_Exercise_
What is needed is the run of lines from the one with "One point goes on every instance of the leafy" through the close of the data, set down exactly.

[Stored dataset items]
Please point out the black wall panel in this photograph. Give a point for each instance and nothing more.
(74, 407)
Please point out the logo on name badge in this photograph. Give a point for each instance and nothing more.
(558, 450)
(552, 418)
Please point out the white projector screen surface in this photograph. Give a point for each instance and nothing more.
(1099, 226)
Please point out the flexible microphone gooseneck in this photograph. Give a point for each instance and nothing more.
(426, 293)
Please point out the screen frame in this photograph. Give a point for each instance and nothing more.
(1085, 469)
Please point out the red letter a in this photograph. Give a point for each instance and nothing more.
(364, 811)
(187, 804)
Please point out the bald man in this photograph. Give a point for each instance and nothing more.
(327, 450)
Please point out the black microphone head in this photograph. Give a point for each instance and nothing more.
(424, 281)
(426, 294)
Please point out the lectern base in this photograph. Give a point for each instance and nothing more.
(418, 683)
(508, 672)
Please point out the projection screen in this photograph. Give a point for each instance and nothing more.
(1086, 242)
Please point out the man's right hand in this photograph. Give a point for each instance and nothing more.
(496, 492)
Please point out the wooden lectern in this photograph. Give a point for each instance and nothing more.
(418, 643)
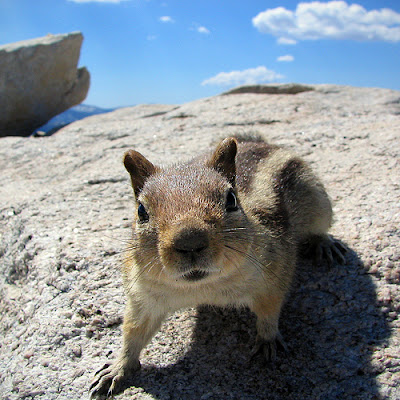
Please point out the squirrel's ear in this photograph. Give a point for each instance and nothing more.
(139, 168)
(223, 159)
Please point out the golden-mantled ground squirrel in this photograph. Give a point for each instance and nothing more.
(223, 229)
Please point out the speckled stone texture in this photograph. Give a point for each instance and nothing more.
(65, 211)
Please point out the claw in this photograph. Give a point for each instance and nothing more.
(268, 347)
(326, 249)
(108, 379)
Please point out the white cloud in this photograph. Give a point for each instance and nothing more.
(288, 41)
(286, 58)
(330, 20)
(166, 19)
(246, 77)
(203, 29)
(97, 1)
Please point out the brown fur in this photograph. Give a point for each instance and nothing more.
(222, 231)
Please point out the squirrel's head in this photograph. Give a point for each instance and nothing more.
(189, 225)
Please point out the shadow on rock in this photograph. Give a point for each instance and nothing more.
(331, 323)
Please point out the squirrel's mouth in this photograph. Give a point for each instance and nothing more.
(195, 275)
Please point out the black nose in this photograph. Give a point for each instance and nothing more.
(191, 241)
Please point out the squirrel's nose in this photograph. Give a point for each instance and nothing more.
(191, 241)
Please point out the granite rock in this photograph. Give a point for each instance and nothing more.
(39, 79)
(65, 212)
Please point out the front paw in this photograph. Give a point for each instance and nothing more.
(108, 380)
(268, 347)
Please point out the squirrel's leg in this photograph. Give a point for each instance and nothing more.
(267, 309)
(138, 329)
(324, 248)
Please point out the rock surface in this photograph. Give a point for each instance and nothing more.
(65, 211)
(39, 79)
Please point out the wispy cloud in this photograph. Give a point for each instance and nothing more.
(166, 19)
(288, 41)
(249, 76)
(98, 1)
(285, 58)
(330, 20)
(203, 30)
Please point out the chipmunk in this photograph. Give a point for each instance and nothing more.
(222, 229)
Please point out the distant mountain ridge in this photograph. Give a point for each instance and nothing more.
(73, 114)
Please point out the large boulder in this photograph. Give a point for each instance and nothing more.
(39, 79)
(66, 207)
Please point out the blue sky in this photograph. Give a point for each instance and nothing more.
(171, 51)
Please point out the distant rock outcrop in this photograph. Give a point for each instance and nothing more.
(39, 79)
(278, 88)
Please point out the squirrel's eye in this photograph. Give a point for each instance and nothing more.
(142, 213)
(231, 201)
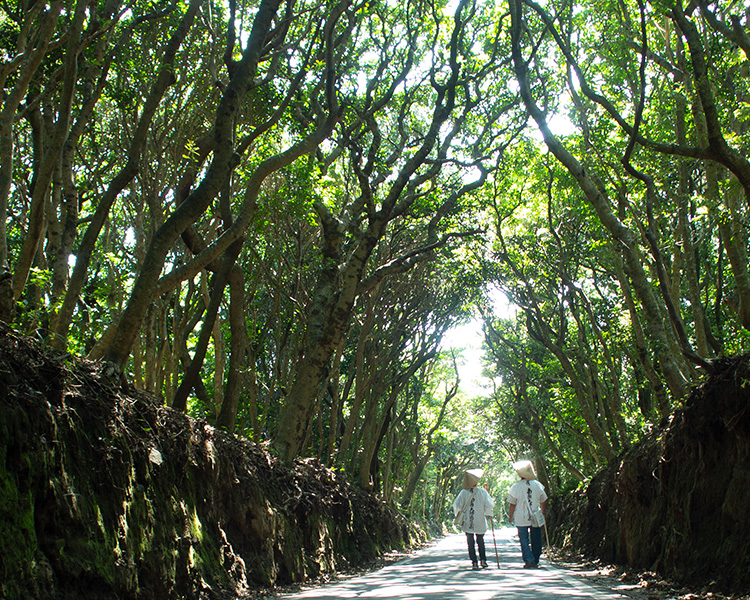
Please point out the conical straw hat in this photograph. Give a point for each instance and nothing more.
(471, 478)
(525, 469)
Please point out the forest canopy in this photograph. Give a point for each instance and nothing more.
(269, 215)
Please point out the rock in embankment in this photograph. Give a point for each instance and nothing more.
(677, 503)
(112, 495)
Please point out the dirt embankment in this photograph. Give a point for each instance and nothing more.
(678, 503)
(107, 495)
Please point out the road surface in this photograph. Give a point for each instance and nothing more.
(442, 571)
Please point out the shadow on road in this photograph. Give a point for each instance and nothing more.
(442, 571)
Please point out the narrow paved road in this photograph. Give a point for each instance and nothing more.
(442, 571)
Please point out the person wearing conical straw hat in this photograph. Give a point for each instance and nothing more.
(527, 502)
(471, 507)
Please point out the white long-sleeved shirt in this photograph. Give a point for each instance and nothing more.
(519, 493)
(474, 519)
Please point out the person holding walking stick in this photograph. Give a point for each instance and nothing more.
(527, 502)
(471, 507)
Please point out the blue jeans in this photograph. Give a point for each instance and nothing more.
(480, 544)
(530, 550)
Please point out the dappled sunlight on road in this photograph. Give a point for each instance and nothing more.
(443, 571)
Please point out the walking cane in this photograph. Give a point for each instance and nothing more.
(495, 542)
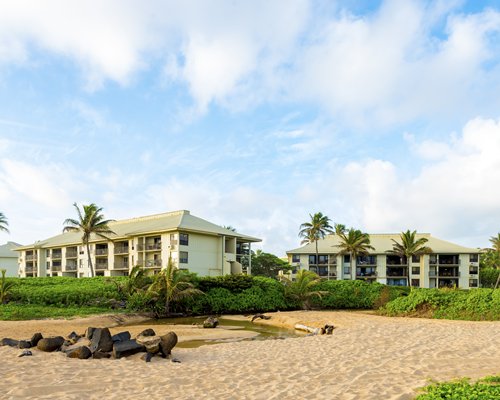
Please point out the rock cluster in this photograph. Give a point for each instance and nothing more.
(99, 343)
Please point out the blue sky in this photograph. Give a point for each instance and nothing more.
(383, 115)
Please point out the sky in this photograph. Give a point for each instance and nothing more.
(382, 115)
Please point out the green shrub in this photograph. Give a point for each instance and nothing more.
(346, 294)
(64, 291)
(484, 389)
(473, 304)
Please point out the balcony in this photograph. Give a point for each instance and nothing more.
(396, 272)
(153, 264)
(121, 250)
(100, 266)
(101, 251)
(71, 267)
(149, 247)
(73, 253)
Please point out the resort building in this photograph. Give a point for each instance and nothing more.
(190, 243)
(449, 265)
(8, 258)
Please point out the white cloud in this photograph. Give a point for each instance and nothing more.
(454, 195)
(392, 67)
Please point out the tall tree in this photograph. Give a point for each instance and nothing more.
(316, 229)
(3, 223)
(408, 247)
(172, 285)
(90, 221)
(355, 243)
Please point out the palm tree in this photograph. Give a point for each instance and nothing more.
(3, 223)
(410, 246)
(5, 287)
(314, 230)
(302, 289)
(172, 285)
(90, 221)
(353, 242)
(495, 241)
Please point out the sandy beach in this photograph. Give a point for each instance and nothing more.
(367, 357)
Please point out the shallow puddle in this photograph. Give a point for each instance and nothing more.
(263, 331)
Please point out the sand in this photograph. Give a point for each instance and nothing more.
(367, 357)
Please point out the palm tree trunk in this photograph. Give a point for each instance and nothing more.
(353, 267)
(317, 260)
(408, 276)
(91, 268)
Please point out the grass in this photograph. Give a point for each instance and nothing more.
(484, 389)
(16, 312)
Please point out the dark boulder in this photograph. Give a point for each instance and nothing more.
(99, 355)
(89, 332)
(24, 344)
(121, 337)
(147, 332)
(329, 329)
(101, 340)
(168, 342)
(127, 348)
(35, 339)
(50, 344)
(74, 337)
(9, 342)
(210, 322)
(82, 352)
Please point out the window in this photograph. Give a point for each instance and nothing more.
(184, 239)
(183, 257)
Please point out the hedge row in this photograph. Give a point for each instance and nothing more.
(475, 304)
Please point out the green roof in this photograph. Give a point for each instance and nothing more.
(158, 223)
(7, 250)
(383, 242)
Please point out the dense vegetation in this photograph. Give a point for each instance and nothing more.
(484, 389)
(476, 304)
(231, 294)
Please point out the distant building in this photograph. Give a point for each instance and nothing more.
(190, 242)
(8, 258)
(449, 265)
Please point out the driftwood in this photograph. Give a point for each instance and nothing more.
(327, 329)
(262, 316)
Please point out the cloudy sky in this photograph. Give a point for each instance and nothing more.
(383, 115)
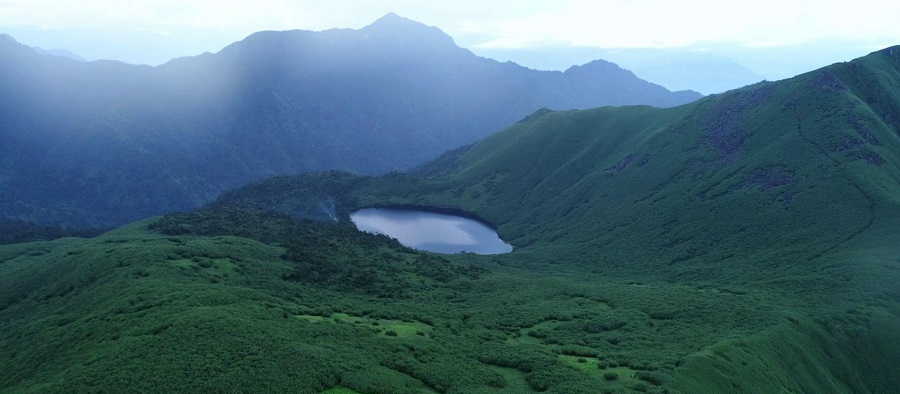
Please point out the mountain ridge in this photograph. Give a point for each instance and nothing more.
(742, 243)
(148, 140)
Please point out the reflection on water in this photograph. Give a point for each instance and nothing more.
(434, 232)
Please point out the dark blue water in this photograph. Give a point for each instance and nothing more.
(434, 232)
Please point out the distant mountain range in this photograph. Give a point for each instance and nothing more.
(103, 143)
(746, 242)
(788, 190)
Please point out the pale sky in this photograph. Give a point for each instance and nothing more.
(153, 31)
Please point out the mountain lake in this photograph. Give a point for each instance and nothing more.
(431, 231)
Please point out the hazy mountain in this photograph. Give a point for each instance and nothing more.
(59, 52)
(104, 142)
(744, 243)
(676, 69)
(781, 198)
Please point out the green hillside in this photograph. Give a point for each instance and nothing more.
(745, 243)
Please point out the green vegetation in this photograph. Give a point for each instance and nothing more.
(383, 98)
(746, 243)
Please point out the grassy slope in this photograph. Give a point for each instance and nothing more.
(789, 188)
(139, 311)
(743, 243)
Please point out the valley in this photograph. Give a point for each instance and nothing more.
(743, 242)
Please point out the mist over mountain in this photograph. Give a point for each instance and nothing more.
(788, 191)
(99, 143)
(746, 242)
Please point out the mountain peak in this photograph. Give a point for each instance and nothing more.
(393, 24)
(394, 20)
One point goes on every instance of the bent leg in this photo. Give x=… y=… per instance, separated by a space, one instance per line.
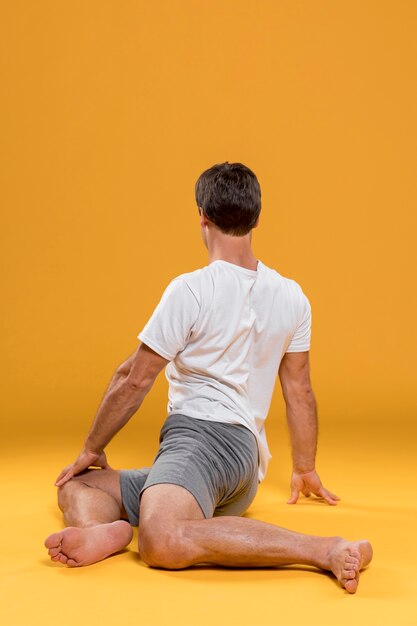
x=92 y=497
x=93 y=508
x=173 y=534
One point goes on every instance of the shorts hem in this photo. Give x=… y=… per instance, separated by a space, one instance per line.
x=204 y=509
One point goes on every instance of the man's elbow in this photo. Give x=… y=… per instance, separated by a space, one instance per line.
x=298 y=393
x=139 y=385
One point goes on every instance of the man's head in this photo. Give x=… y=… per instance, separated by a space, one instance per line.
x=230 y=196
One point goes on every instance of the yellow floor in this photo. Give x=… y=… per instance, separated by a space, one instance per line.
x=372 y=469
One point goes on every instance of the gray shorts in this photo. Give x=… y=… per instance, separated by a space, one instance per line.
x=215 y=461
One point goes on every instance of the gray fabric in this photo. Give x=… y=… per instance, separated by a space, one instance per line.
x=215 y=461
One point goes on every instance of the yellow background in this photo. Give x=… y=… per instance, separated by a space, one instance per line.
x=109 y=113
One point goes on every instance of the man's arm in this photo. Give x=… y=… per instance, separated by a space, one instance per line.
x=294 y=375
x=131 y=382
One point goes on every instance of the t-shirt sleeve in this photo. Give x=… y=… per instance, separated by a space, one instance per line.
x=300 y=341
x=168 y=330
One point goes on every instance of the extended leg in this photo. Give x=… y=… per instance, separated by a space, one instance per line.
x=173 y=534
x=92 y=507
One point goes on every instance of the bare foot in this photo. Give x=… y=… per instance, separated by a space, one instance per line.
x=347 y=559
x=83 y=546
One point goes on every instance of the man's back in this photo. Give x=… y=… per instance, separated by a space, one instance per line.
x=225 y=329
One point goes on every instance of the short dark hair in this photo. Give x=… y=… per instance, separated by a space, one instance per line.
x=230 y=196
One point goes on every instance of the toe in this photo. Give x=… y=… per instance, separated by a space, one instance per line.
x=53 y=541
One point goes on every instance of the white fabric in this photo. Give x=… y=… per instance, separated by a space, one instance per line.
x=225 y=329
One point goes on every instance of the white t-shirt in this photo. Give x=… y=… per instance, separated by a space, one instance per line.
x=225 y=329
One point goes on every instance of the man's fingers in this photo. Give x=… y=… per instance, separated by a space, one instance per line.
x=294 y=497
x=64 y=478
x=328 y=496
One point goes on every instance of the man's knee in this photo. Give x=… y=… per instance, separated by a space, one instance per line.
x=164 y=545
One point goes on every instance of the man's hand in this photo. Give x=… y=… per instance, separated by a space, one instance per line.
x=85 y=460
x=308 y=483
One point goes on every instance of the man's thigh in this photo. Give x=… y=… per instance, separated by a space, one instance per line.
x=164 y=503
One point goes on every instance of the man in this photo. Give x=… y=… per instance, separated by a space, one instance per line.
x=224 y=332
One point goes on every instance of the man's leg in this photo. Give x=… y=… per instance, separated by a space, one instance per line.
x=93 y=510
x=174 y=534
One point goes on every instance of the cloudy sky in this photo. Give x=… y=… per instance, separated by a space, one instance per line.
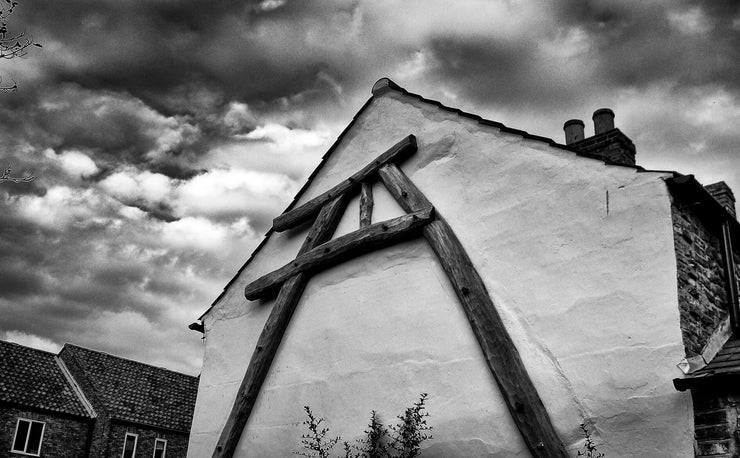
x=164 y=135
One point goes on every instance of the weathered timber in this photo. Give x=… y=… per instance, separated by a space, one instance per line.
x=501 y=355
x=349 y=245
x=366 y=204
x=269 y=340
x=301 y=213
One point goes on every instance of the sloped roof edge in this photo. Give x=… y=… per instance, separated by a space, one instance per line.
x=382 y=86
x=67 y=344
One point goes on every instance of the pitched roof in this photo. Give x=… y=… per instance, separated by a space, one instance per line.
x=137 y=392
x=724 y=367
x=380 y=87
x=34 y=378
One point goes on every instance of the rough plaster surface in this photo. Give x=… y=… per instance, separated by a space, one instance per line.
x=577 y=256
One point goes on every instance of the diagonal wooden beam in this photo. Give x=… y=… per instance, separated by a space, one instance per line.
x=366 y=204
x=499 y=350
x=269 y=340
x=299 y=214
x=334 y=251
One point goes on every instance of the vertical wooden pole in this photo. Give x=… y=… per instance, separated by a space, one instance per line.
x=366 y=204
x=499 y=351
x=272 y=334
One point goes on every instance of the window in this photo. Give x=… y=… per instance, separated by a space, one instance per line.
x=160 y=446
x=28 y=436
x=129 y=445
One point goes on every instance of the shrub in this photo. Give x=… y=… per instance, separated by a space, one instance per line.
x=402 y=440
x=589 y=448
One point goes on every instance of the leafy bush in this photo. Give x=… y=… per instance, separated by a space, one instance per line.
x=589 y=448
x=402 y=440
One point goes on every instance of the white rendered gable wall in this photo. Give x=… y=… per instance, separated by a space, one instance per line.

_Exercise answer_
One point goes on every instance of the leafy bush in this photo. Give x=… y=… per instance, separated by a space, one instance per line.
x=589 y=448
x=402 y=440
One point goes on every instance of the white rendered gable wall in this photo. Give x=… y=… per instance, separated by a space, one instance per line.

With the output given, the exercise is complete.